## Given request
Repeat the lines of the items below word for word, covering every item. Omit the pictures from your answer.

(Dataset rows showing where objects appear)
□ □ □ □
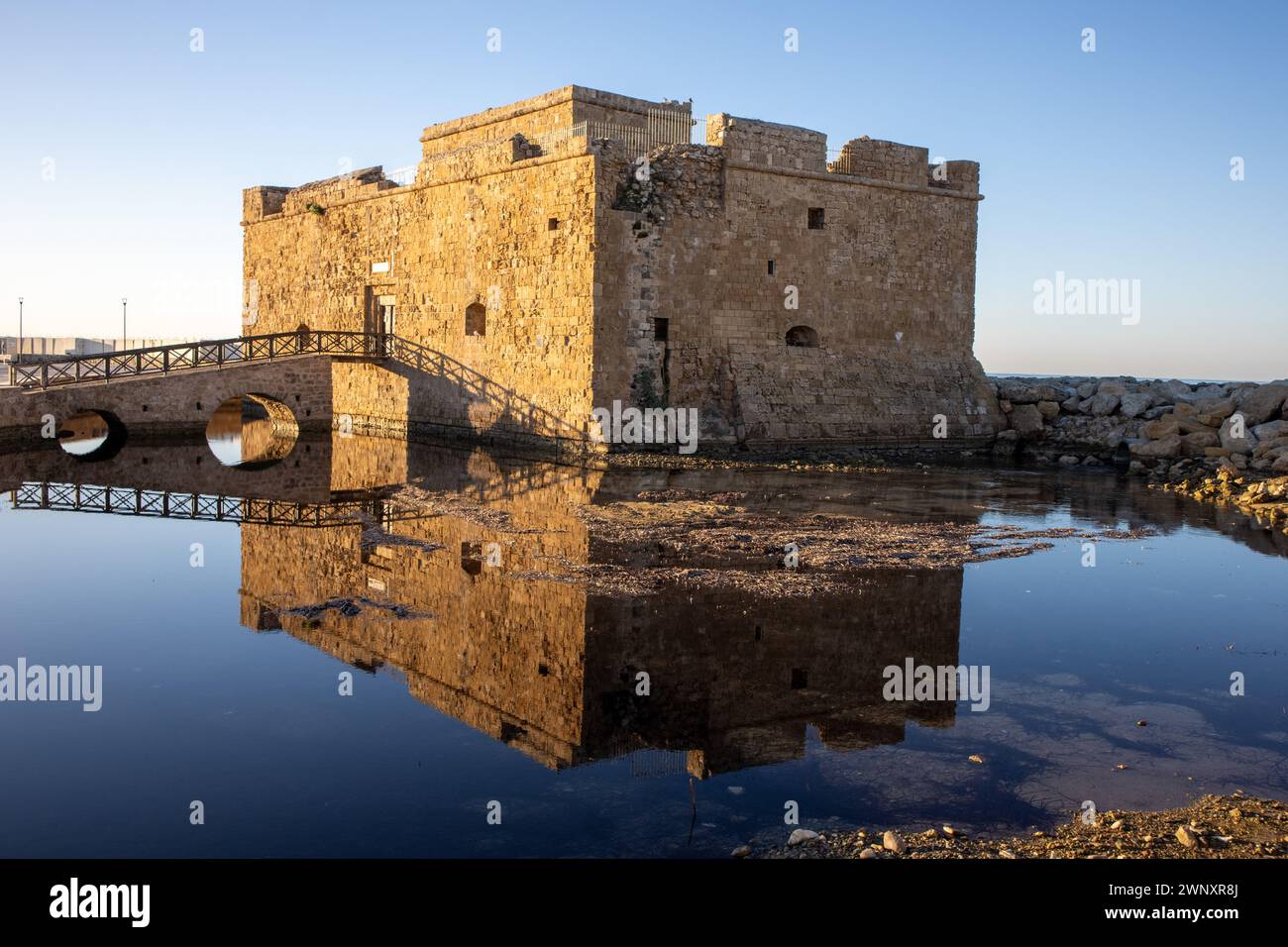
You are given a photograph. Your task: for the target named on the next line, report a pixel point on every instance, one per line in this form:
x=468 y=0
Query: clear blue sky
x=1113 y=163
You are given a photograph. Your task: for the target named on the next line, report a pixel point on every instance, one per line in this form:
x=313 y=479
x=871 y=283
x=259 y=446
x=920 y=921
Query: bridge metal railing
x=167 y=504
x=160 y=360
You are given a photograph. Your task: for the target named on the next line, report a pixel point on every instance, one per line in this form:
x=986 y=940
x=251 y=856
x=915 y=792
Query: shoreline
x=1231 y=826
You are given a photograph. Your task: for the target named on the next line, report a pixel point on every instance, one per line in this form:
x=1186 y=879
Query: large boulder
x=1193 y=445
x=1203 y=393
x=1104 y=403
x=1261 y=403
x=1026 y=392
x=1170 y=390
x=1270 y=431
x=1116 y=386
x=1239 y=445
x=1168 y=424
x=1134 y=403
□ □ □ □
## Exercise result
You are given a photograph. Your task: for the target named on the next line, report a pixel point on every instance, one per line in this form:
x=468 y=0
Query: clear blue sky
x=1113 y=163
You are given a photograph. Your task: for the target named on the next line, report a pixel point on every instance, one per line in this form:
x=313 y=479
x=871 y=283
x=259 y=446
x=920 y=921
Query: bridge metal railing
x=167 y=504
x=160 y=360
You are given a photograph. Your task: for the target named on the next line, report a pixel point on every instance, one per line in this form:
x=986 y=940
x=251 y=856
x=915 y=792
Query: shoreline
x=1231 y=826
You are given a photograph. Your task: for the target named on the next line, report a pixel point on every instance, one per line in this form:
x=1186 y=879
Query: large boulder
x=1193 y=445
x=1203 y=393
x=1104 y=403
x=1261 y=403
x=1026 y=392
x=1170 y=390
x=1270 y=431
x=1116 y=386
x=1239 y=445
x=1168 y=424
x=1134 y=403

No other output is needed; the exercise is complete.